◆ **ACTIVITY**: Please copy the lines below exactly, from the first one through the line showing "Annotate each instance of the book pile".

------ DATASET EXTRACT

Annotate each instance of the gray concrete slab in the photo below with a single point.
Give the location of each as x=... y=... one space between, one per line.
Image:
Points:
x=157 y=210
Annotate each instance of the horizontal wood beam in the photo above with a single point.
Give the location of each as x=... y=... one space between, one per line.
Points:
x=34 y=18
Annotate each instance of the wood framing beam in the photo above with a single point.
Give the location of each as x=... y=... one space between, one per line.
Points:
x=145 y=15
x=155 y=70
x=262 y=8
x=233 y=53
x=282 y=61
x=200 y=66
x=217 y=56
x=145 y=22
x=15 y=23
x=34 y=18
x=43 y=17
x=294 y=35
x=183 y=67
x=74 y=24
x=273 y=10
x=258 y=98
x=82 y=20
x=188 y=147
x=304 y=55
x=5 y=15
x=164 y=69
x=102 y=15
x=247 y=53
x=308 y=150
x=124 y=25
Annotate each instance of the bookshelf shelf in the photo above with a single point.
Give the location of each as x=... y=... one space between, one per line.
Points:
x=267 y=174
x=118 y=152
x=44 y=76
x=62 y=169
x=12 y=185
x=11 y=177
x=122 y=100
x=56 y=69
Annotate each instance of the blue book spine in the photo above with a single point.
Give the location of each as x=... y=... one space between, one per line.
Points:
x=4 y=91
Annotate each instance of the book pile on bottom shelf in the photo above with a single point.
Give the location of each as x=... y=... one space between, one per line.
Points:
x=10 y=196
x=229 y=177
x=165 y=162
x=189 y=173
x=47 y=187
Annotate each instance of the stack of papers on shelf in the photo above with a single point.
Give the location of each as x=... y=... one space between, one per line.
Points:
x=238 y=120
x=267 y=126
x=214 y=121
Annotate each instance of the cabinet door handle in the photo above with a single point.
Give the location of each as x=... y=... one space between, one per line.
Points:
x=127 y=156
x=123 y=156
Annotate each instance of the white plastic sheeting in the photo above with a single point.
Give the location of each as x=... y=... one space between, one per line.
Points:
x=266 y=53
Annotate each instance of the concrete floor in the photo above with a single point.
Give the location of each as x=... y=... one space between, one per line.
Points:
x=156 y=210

------------

◆ **COMPLETED EXERCISE**:
Annotate each instance of the gray concrete slab in the photo below with a single point.
Give the location of each as x=... y=... one space between, one per line.
Image:
Points:
x=157 y=210
Annotate each instance of the horizontal wood beam in the photo above with a single point.
Give the location of each as x=... y=... one space between, one per line.
Points:
x=34 y=18
Annotate each instance of the wood framing beam in the photo above with a single point.
Give the location of each as x=... y=... one space between, one per line.
Points:
x=145 y=15
x=155 y=70
x=262 y=8
x=233 y=53
x=282 y=61
x=200 y=66
x=217 y=56
x=145 y=22
x=15 y=23
x=34 y=18
x=43 y=17
x=294 y=35
x=183 y=67
x=74 y=24
x=273 y=10
x=258 y=98
x=82 y=20
x=188 y=147
x=304 y=55
x=5 y=15
x=164 y=69
x=102 y=15
x=247 y=53
x=308 y=150
x=124 y=25
Annotate each instance of the bookshelf shelf in the photo above with a single point.
Give the location of each as x=... y=... one space between, one per line.
Points:
x=267 y=174
x=118 y=152
x=44 y=76
x=62 y=169
x=12 y=185
x=11 y=177
x=122 y=100
x=56 y=69
Annotate each instance of the blue book spine in the photo above with a single point.
Give the location of each as x=... y=... one space between, one per line.
Points:
x=4 y=91
Annotate each instance of the book pile on bottom shelf in the photo above with a single point.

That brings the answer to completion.